_TASK PROMPT_: Turn the stretch from the line that contains "task: outline the target" through the line that contains "70 181 L 41" into a two-column CSV with columns input and output. Each row holds the text to be answered in input and its answer in output, with each field quoted and line breaks replaced by spaces.
——————————
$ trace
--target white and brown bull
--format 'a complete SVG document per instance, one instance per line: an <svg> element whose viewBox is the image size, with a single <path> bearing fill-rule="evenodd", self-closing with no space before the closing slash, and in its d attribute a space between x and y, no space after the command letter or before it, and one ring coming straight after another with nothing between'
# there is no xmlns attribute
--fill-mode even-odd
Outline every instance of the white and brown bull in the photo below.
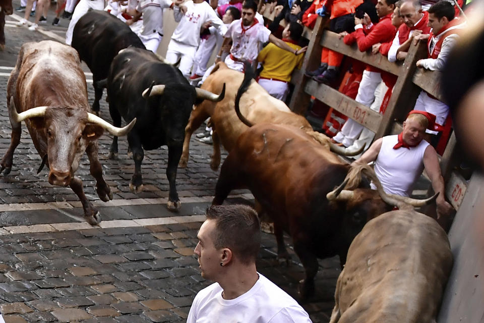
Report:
——————————
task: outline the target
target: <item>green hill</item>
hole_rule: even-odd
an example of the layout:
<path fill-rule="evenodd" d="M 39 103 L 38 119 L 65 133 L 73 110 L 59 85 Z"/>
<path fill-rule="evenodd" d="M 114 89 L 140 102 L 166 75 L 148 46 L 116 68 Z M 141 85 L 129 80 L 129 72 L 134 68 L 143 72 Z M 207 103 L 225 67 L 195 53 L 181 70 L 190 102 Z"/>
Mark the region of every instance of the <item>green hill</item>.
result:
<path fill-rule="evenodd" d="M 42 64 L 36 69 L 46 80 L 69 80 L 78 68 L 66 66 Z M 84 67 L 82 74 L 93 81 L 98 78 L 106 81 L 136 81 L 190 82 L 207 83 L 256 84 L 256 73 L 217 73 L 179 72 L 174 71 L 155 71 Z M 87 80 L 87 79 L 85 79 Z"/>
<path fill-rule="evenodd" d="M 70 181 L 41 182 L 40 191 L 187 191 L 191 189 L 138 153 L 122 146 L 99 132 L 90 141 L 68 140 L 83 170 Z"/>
——————————
_FULL ANSWER_:
input,output
"task: outline the target target: <item>green hill</item> hole_rule: even-odd an example of the layout: <path fill-rule=""evenodd"" d=""M 39 103 L 38 119 L 65 133 L 73 110 L 59 85 Z""/> <path fill-rule=""evenodd"" d=""M 114 89 L 140 102 L 166 75 L 148 46 L 116 68 Z M 141 85 L 129 80 L 129 72 L 134 68 L 143 72 Z M 207 103 L 225 67 L 195 53 L 181 70 L 190 102 Z""/> Mark the region of every instance of the <item>green hill</item>. result:","<path fill-rule=""evenodd"" d=""M 42 64 L 36 69 L 46 80 L 69 80 L 78 68 L 66 66 Z M 84 67 L 82 74 L 93 81 L 98 78 L 106 81 L 136 81 L 190 82 L 207 83 L 256 84 L 256 73 L 217 73 L 179 72 L 174 71 L 155 71 Z M 87 80 L 87 79 L 85 79 Z""/> <path fill-rule=""evenodd"" d=""M 70 181 L 41 182 L 40 191 L 187 191 L 191 189 L 138 153 L 122 146 L 99 132 L 90 141 L 68 140 L 83 170 Z""/>"